- [Dataset extract]:

• • •

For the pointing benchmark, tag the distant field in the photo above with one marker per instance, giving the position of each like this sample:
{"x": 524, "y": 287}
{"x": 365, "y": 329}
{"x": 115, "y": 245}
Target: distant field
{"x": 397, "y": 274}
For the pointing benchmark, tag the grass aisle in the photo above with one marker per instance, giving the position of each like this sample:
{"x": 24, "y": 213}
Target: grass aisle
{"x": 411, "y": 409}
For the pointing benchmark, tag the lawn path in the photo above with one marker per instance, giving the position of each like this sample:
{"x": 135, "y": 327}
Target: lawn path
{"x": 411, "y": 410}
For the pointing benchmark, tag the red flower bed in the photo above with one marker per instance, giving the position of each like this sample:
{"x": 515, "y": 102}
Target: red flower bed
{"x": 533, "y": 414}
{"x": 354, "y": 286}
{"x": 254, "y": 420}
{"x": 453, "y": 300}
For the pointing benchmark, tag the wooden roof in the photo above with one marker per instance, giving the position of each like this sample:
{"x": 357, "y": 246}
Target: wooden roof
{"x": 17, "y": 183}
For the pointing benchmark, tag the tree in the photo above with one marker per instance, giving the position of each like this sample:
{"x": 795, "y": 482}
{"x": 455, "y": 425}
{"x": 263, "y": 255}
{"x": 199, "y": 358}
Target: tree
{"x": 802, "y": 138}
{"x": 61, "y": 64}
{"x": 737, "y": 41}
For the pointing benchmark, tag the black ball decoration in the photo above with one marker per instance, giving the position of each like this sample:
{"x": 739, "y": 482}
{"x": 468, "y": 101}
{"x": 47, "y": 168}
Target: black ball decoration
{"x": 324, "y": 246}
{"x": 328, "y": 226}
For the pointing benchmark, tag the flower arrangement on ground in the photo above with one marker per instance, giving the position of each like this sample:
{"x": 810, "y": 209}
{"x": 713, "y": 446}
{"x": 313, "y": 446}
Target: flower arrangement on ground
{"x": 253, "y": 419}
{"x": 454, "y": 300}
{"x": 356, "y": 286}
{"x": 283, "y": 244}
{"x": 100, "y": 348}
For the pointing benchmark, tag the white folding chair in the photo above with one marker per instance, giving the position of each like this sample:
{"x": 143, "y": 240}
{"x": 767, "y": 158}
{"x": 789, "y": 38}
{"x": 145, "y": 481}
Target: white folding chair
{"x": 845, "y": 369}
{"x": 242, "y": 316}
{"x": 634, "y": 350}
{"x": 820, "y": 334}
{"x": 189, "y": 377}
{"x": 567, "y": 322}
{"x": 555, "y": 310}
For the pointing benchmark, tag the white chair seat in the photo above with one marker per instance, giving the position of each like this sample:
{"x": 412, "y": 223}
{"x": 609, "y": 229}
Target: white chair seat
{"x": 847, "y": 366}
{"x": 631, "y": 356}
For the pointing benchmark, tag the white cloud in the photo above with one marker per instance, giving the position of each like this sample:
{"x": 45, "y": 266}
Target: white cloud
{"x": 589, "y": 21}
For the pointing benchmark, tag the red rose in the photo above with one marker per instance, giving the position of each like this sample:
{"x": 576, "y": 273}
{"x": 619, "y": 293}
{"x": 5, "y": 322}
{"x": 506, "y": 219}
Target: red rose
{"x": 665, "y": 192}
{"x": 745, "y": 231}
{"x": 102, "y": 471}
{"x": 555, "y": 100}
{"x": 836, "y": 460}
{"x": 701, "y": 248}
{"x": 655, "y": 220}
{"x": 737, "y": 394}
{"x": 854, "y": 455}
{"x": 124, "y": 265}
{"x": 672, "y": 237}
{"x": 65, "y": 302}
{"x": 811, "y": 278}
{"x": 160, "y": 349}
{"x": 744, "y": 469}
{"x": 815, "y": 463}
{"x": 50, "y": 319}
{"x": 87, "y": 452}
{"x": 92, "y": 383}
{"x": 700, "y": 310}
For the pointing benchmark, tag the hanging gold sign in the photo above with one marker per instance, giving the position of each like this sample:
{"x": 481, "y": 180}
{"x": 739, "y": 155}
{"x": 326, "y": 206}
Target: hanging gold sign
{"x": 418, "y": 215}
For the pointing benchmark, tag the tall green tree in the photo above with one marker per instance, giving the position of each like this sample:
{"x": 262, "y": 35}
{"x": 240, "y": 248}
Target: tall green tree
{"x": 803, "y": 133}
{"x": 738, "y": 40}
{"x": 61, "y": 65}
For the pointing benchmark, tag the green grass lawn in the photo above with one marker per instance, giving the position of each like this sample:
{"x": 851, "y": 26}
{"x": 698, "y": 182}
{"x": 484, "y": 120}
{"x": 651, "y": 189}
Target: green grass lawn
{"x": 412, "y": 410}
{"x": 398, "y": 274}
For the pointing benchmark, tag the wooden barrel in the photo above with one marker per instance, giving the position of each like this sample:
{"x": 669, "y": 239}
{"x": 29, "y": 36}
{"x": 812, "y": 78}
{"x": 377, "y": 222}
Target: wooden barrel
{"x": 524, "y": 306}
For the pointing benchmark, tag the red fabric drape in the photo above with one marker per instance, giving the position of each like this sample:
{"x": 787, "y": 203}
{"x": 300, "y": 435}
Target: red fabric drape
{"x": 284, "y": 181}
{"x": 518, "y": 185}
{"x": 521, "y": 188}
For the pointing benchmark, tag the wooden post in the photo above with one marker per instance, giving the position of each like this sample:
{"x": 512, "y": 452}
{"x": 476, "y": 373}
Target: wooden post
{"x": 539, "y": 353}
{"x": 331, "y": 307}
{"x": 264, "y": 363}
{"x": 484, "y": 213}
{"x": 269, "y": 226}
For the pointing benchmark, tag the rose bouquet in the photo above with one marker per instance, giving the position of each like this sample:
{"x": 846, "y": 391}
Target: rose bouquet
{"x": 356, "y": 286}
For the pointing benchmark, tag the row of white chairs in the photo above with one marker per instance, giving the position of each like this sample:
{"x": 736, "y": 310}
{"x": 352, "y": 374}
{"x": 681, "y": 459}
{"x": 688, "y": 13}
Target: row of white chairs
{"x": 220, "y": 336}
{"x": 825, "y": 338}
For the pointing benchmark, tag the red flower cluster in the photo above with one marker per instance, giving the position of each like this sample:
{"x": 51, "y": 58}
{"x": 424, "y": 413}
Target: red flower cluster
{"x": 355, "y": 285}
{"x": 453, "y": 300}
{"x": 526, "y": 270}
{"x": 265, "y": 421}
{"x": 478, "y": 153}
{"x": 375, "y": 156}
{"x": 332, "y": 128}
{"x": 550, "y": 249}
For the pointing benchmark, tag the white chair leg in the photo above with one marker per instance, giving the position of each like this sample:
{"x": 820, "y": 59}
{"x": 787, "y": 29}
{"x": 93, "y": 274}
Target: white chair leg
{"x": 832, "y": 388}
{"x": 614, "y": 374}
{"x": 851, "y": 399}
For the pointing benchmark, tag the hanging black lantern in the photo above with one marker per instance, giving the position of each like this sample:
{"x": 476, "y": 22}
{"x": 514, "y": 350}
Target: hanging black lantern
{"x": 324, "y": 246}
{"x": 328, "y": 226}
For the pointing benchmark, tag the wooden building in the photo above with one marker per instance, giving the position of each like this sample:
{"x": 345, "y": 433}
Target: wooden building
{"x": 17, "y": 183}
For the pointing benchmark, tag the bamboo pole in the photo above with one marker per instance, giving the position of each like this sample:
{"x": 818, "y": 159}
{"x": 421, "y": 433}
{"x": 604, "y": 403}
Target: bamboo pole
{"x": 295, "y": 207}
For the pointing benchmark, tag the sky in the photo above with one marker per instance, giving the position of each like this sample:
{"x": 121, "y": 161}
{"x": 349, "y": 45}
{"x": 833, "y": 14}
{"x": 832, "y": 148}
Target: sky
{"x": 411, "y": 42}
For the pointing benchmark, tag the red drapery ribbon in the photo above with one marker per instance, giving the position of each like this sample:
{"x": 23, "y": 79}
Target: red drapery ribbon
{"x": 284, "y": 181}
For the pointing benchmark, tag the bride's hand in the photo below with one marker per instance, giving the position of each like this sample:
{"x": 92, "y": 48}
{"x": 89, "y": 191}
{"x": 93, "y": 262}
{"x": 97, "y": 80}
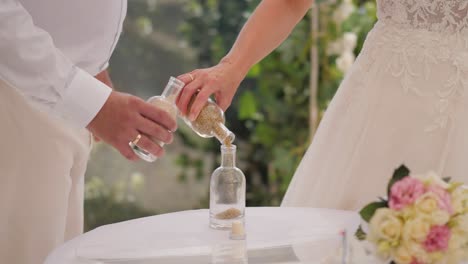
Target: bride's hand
{"x": 221, "y": 80}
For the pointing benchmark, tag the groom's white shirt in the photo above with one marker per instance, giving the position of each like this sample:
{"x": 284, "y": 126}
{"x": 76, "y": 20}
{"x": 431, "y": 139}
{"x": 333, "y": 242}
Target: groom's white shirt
{"x": 51, "y": 49}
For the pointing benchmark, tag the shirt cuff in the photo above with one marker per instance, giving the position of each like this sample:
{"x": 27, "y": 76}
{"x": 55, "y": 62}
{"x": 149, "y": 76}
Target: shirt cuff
{"x": 82, "y": 99}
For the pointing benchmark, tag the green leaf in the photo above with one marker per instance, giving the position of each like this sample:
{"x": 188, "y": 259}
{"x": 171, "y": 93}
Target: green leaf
{"x": 398, "y": 175}
{"x": 368, "y": 212}
{"x": 247, "y": 105}
{"x": 360, "y": 234}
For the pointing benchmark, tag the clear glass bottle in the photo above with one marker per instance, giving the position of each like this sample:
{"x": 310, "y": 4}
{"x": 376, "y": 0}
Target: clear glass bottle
{"x": 211, "y": 123}
{"x": 227, "y": 191}
{"x": 165, "y": 101}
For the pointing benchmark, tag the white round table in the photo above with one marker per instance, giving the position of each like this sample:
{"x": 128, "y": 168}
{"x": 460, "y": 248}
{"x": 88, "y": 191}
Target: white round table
{"x": 274, "y": 235}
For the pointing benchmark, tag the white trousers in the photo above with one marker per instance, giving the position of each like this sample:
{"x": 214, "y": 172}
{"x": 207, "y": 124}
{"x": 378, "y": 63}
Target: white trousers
{"x": 42, "y": 166}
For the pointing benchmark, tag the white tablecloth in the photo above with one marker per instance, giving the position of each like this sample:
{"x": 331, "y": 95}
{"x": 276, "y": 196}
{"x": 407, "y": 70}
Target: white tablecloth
{"x": 274, "y": 235}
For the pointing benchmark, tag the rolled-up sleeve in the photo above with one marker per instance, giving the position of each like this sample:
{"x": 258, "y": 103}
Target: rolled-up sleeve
{"x": 30, "y": 62}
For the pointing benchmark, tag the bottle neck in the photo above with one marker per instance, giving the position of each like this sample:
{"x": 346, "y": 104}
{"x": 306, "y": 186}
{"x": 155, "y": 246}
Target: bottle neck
{"x": 223, "y": 134}
{"x": 228, "y": 156}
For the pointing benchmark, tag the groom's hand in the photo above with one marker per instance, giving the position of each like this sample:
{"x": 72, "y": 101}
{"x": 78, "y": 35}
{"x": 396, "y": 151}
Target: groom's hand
{"x": 123, "y": 117}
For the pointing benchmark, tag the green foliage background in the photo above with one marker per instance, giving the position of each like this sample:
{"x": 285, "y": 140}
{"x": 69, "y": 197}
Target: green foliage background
{"x": 270, "y": 113}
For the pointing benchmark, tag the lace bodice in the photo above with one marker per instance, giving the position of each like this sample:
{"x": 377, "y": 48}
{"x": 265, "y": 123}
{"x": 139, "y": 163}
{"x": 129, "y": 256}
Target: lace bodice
{"x": 434, "y": 15}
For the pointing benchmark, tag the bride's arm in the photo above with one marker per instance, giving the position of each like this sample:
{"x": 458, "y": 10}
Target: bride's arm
{"x": 266, "y": 29}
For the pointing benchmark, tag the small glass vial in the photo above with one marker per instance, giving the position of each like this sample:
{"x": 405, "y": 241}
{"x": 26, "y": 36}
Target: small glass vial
{"x": 211, "y": 123}
{"x": 165, "y": 101}
{"x": 227, "y": 191}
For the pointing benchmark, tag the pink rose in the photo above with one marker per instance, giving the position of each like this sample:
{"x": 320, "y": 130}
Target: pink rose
{"x": 437, "y": 239}
{"x": 404, "y": 192}
{"x": 444, "y": 201}
{"x": 416, "y": 261}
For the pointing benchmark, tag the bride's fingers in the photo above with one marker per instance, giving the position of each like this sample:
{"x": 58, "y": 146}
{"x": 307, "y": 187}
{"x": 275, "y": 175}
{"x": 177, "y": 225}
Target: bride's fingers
{"x": 223, "y": 100}
{"x": 198, "y": 102}
{"x": 186, "y": 78}
{"x": 187, "y": 93}
{"x": 150, "y": 146}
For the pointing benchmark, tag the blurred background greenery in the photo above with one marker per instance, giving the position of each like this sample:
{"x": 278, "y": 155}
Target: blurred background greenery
{"x": 274, "y": 114}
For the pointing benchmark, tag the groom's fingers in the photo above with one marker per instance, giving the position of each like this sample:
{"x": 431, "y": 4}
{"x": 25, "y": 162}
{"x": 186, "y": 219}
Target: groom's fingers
{"x": 186, "y": 78}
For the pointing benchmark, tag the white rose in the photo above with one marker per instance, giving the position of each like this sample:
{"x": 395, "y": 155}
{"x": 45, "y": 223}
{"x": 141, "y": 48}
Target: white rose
{"x": 345, "y": 61}
{"x": 432, "y": 178}
{"x": 417, "y": 229}
{"x": 386, "y": 225}
{"x": 402, "y": 255}
{"x": 417, "y": 251}
{"x": 427, "y": 203}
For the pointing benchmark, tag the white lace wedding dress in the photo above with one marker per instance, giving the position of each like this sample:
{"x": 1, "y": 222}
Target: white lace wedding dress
{"x": 404, "y": 101}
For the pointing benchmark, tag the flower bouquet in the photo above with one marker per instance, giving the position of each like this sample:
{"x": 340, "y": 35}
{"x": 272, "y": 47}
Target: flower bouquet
{"x": 424, "y": 220}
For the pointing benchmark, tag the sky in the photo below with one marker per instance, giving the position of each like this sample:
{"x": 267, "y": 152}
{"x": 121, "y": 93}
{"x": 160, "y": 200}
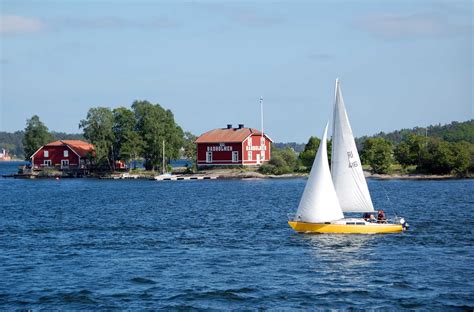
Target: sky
{"x": 401, "y": 63}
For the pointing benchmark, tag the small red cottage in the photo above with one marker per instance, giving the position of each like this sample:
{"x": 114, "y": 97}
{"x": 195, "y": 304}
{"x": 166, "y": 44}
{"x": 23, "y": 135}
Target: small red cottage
{"x": 233, "y": 146}
{"x": 63, "y": 154}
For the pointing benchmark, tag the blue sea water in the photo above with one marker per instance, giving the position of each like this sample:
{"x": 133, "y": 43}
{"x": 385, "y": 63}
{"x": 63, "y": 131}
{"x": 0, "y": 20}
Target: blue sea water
{"x": 216, "y": 245}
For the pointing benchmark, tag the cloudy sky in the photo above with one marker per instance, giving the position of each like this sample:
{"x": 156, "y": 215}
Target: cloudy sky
{"x": 401, "y": 63}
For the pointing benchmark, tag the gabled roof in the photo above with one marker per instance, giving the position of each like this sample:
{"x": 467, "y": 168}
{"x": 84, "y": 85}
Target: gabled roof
{"x": 79, "y": 147}
{"x": 232, "y": 135}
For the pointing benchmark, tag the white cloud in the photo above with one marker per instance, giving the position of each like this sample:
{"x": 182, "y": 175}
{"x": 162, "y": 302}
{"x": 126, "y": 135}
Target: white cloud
{"x": 402, "y": 26}
{"x": 14, "y": 24}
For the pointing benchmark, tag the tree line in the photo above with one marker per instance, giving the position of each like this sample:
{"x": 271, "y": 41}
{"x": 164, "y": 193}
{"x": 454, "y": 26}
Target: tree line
{"x": 124, "y": 134}
{"x": 414, "y": 154}
{"x": 128, "y": 134}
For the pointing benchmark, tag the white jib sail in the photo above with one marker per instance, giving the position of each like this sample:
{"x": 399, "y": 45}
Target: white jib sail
{"x": 346, "y": 168}
{"x": 319, "y": 202}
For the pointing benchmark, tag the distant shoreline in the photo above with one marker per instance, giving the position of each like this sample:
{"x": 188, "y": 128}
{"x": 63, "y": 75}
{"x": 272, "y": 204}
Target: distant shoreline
{"x": 246, "y": 174}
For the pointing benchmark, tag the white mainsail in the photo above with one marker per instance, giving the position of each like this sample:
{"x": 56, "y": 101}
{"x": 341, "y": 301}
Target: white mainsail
{"x": 347, "y": 175}
{"x": 319, "y": 202}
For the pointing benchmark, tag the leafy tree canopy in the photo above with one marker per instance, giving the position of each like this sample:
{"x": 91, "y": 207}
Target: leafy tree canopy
{"x": 36, "y": 135}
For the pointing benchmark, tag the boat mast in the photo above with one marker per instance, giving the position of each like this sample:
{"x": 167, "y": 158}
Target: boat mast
{"x": 262, "y": 138}
{"x": 163, "y": 169}
{"x": 334, "y": 122}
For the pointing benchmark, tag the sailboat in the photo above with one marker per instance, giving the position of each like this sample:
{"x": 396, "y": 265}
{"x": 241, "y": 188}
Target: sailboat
{"x": 331, "y": 192}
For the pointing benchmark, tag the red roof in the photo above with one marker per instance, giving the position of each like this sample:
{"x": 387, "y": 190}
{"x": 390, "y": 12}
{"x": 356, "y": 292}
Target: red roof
{"x": 231, "y": 135}
{"x": 80, "y": 147}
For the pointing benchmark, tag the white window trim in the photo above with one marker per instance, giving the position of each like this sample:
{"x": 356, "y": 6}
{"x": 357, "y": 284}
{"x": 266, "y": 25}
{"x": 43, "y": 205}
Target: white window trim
{"x": 235, "y": 156}
{"x": 209, "y": 157}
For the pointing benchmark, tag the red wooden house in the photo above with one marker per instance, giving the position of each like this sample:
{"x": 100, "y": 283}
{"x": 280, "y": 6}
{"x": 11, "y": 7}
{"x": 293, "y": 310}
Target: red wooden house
{"x": 233, "y": 147}
{"x": 63, "y": 154}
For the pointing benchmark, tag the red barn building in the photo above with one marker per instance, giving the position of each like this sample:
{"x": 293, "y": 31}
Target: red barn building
{"x": 63, "y": 154}
{"x": 233, "y": 146}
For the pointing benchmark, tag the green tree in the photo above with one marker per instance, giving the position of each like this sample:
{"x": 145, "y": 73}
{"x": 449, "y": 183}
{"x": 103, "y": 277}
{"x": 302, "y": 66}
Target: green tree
{"x": 36, "y": 135}
{"x": 282, "y": 161}
{"x": 98, "y": 129}
{"x": 439, "y": 157}
{"x": 307, "y": 156}
{"x": 377, "y": 153}
{"x": 411, "y": 151}
{"x": 128, "y": 143}
{"x": 463, "y": 157}
{"x": 156, "y": 125}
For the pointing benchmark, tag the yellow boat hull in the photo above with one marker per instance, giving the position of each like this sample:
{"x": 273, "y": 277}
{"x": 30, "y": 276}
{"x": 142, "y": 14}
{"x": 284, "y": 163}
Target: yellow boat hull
{"x": 304, "y": 227}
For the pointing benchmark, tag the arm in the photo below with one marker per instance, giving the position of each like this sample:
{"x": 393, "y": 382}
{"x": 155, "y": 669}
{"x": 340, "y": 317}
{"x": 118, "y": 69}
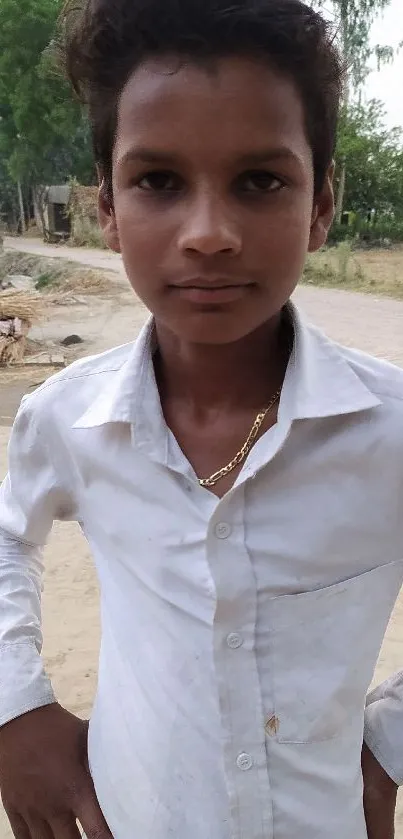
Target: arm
{"x": 382, "y": 759}
{"x": 44, "y": 776}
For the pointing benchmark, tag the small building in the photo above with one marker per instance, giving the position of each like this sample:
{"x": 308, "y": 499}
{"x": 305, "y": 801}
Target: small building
{"x": 57, "y": 216}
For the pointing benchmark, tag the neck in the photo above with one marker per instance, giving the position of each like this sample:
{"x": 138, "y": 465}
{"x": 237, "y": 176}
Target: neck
{"x": 246, "y": 373}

• • •

Return only the lines running from the line with "For the pointing benchmark, tag the small building" to the last line of the records, both included, exactly as written.

For the pointing benchmark, tag the small building in the photo above with one marker per instance, giving the position of each like this sample:
{"x": 308, "y": 499}
{"x": 305, "y": 801}
Target: small building
{"x": 57, "y": 216}
For the pointing benchmark, tag the neck in the photo above with one marker per instance, giving the position of each like this sample:
{"x": 138, "y": 465}
{"x": 237, "y": 176}
Target: neck
{"x": 246, "y": 373}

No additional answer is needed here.